> **Task details**
Without omitting anything, copy the data exactly.

+++ Source data +++

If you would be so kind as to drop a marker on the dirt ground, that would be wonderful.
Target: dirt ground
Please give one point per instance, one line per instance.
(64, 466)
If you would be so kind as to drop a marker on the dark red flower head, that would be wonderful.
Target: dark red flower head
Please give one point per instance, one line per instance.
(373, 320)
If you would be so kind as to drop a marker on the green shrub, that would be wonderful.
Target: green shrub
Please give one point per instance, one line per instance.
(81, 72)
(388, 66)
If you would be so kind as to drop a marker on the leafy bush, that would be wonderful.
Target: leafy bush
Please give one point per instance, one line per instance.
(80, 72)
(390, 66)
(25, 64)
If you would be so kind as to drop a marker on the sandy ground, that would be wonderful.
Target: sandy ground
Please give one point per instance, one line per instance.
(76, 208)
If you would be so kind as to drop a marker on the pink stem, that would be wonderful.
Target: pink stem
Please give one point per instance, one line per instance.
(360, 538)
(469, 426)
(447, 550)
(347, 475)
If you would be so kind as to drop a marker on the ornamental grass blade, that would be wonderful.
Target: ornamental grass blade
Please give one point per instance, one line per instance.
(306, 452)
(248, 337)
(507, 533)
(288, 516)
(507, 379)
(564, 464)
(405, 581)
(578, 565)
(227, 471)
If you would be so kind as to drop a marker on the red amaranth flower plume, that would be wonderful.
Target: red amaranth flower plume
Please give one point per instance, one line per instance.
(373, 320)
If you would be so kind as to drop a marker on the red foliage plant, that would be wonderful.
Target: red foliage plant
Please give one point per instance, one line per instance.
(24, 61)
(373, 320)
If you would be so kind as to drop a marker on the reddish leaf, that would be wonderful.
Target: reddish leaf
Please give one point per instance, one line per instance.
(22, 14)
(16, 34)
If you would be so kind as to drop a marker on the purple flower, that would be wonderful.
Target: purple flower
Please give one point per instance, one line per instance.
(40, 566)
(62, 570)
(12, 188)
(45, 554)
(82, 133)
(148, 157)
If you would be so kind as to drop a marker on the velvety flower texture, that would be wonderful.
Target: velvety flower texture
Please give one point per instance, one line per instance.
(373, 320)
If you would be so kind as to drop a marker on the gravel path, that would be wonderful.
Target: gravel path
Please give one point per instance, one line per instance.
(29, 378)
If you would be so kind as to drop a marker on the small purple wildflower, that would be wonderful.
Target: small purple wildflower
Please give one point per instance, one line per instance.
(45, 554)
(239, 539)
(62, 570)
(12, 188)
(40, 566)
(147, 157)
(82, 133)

+++

> **Task output**
If you would be so kind as to drop a marker on the dirt ground, that would be wonderful.
Target: dirt ground
Please give one point per instance, one line per instance.
(64, 466)
If you would be so kind as to drop a marker on the dark red flower head, that would be wonderful.
Target: dark red flower head
Please give one point per instance, one line per instance.
(373, 320)
If you would be so kind as to drop a marker on the green shrub, that would be wonderful.
Target: green shrub
Please give one point per instance, one line per instance.
(81, 72)
(388, 66)
If you would be so kind as to drop a marker on the leafy bush, that would be wonderful.
Target: leafy bush
Please give one point per instance, one line per instance.
(80, 72)
(390, 66)
(25, 64)
If you would be so kind as to drop a marker on the sandy ground, that would be wonderful.
Target: sandy ground
Please give one point per instance, one line per instance.
(76, 208)
If you would be so kind as to drop a marker on the pink stem, that would be wonderful.
Target: pink stem
Please give one point per instance, one line per instance.
(360, 538)
(469, 426)
(447, 550)
(347, 475)
If you would be so kind as to drop a marker on the ornamental grass blade, that would be wonderful.
Target: ornamental grass blade
Please give one point per instance, one line per instance.
(306, 452)
(248, 337)
(507, 533)
(288, 516)
(507, 379)
(564, 464)
(405, 581)
(578, 565)
(227, 471)
If you would be so kind as to drop a marker on the red amaranth flower plume, that would be wonderful.
Target: red amaranth flower plume
Please give one point per instance, one line per instance.
(373, 320)
If you would be so kind as to drop a marker on the red foliage plant, that would be wonderful.
Target: red foliage plant
Please give one point per instance, one line per instance.
(24, 61)
(373, 320)
If you would be so kind as to drop a marker on the reddish leaf, that would be wonderful.
Target: reddish leaf
Please give one point per instance, one line per instance.
(22, 14)
(16, 34)
If you would be so kind as to drop a marker on the purple flower, that would be wonderful.
Target: purple flower
Please give one point per instance, one line per instance.
(40, 566)
(62, 570)
(12, 188)
(45, 554)
(82, 133)
(148, 157)
If you would be so kind as to drop a marker on the velvety flower texture, that would be wonderful.
Target: velvety flower texture
Please give one point per instance, one line per instance.
(373, 320)
If you would be so kind as to drop a marker on the gravel path, that would be wonderful.
Target: gravel path
Please give one point per instance, one line per instance.
(29, 378)
If you would be so kind as to drop a marker on the small purple wildflower, that would be wonderful.
Target: small purple wildflower
Please give one point per instance, one line per instance.
(45, 554)
(239, 539)
(62, 570)
(12, 188)
(40, 566)
(147, 157)
(82, 133)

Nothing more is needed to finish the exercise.